**** Records to process
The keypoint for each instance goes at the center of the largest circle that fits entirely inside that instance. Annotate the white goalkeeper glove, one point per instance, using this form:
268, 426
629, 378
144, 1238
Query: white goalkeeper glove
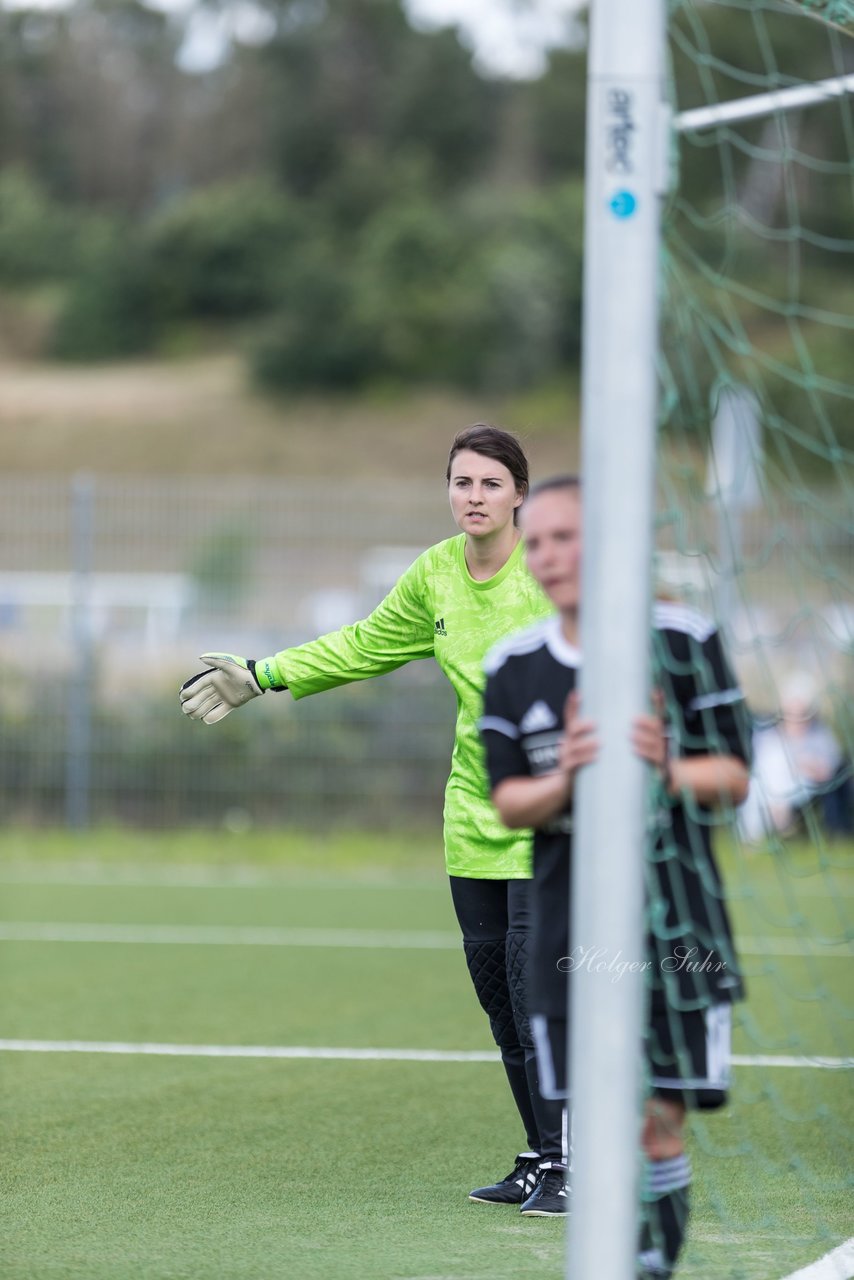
231, 681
********
_Aim of the task_
Return all records verbatim and drop the pictures.

_Response to this exercise_
The keypoint for each instance goes at the center of the largest circle that fits entirely inside that instance. Annotate the white goalkeeper glove, one point per instance, using this form:
268, 426
629, 378
144, 1238
Query: white goalkeeper glove
231, 681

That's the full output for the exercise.